Resume the account of Tony's recovery from his burns, writing on from its final sentence.

▶ **Excerpt to read**

- - -

Tony sustained third-degree burns on 90 percent of his body. Co-Director Dr. Peter Grossman says, “He was burned on his entire face, his hands, his arms, his legs, a great deal of his trunk. He was burned indoors, so there was an element of smoke inhalation. He had some damage to his lungs. That really made his chances of survival very, very slim.”
“Dr. Grossman said, ‘It looks worse than the report. The chance for him to survive is less than one percent,’” says Ani.
When the doctors told her to make funeral arrangements, she felt a strange presence come over her.
She continues, “Right at the end of their report, I felt this fog coming down on me. It was so calming. I felt so calm and relaxed. There was this voice that said, ‘Tony will be okay.’ I looked at them and said, ‘Tony will be okay. He’s going to walk out of this hospital. They both looked at me like, ‘She is in denial.’”
For the next several months, Ani rarely left her husband’s side.
“The whole time I had faith. Every time I was away from his room or in his room, I could picture Jesus right over his head. All I was doing was just reading the Bible, day in and day out. I wouldn’t allow anybody to come to his room—no visitors—because I did not want anybody to cry in his room. I never cried in his room. It was all encouraging words: ‘You’re going to make it. You look good.’ I would pray with him every day.”
Tony was in a coma at the burn center for several months.
“The next thing I remember was apparently several months later when I opened my eyes,” he says. “Ani was standing right above me with this beautiful face and a beautiful smile. I had no idea where I was at the time. I asked her, ‘What is going on? Where am I?’ And she said, ‘Well, you had a little accident.' I said, ‘How bad is it?’ She said, ‘Don’t worry about it. You are here with us, and that’s what really matters.”
Members of Rick’s church began a prayer vigil for Tony and his family after the accident. One of the members, Mike Martin, visited Tony every day for several months.

- - -

▶ **Study material**
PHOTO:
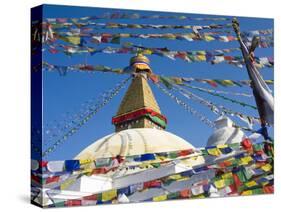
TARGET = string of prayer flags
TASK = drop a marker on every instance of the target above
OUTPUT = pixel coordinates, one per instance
(62, 70)
(170, 81)
(85, 26)
(218, 109)
(189, 109)
(213, 57)
(85, 118)
(76, 37)
(224, 97)
(76, 166)
(134, 16)
(242, 174)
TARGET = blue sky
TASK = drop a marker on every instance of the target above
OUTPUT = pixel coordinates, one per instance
(66, 93)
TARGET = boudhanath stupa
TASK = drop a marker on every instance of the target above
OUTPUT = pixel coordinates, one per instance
(141, 161)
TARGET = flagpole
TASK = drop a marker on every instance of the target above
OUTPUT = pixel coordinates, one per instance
(248, 55)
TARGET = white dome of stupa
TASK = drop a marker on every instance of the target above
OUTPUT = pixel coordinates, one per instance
(225, 133)
(134, 142)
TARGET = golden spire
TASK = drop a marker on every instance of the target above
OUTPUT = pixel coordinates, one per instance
(139, 109)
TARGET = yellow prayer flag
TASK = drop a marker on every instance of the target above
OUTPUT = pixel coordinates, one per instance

- - -

▶ **Result for this task**
“I could not wait for him to come and pray with me,” Tony says. “It was just this awesome feeling.”
Although Tony had been a sporadic church-goer before the fire, he realized he had never had a personal relationship with Jesus.
“One time, he said, ‘Do you want to declare Jesus as Christ as your Lord and Savior?' I said, ‘I declare Jesus Christ as my Lord and Savior.’ Things started changing from that moment on.”
Tony underwent over 40 surgeries on his face and body. He is in the Guinness Book of World Records as the person with the greatest percentage of third-degree burns to survive. He is convinced if it had not been for the incredibly skilled hands of his surgeons, the prayers of a caring group of believers, and the love of his family, he would not have lived.
“One time I was sitting on the bed, looking at some older pictures of mine, and I started getting really upset and started crying," Tony says. "Tobel came, sat next to me, literally took the pictures from my hand and threw them on the floor. He said, ‘That’s not important. What’s important is that you are here. And I have a dad.’"
“There are these intangible things that occur in medicine that we would love to be able to explain, but as of yet, can’t," says Dr. Grossman. "The faith that both of them had that they could survive, in my non-medical point of view, I think had a big part in it.”
The Yarijanians want to use their experience to bless others and to share the gospel.
“We try to share our stories to help other survivors," Tony says. "We do everything and anything we can within our powers to motivate, encourage, and let people understand that there is a God, He’s powerful, and when you declare Jesus as your Lord and Savior, it can really turn things around.”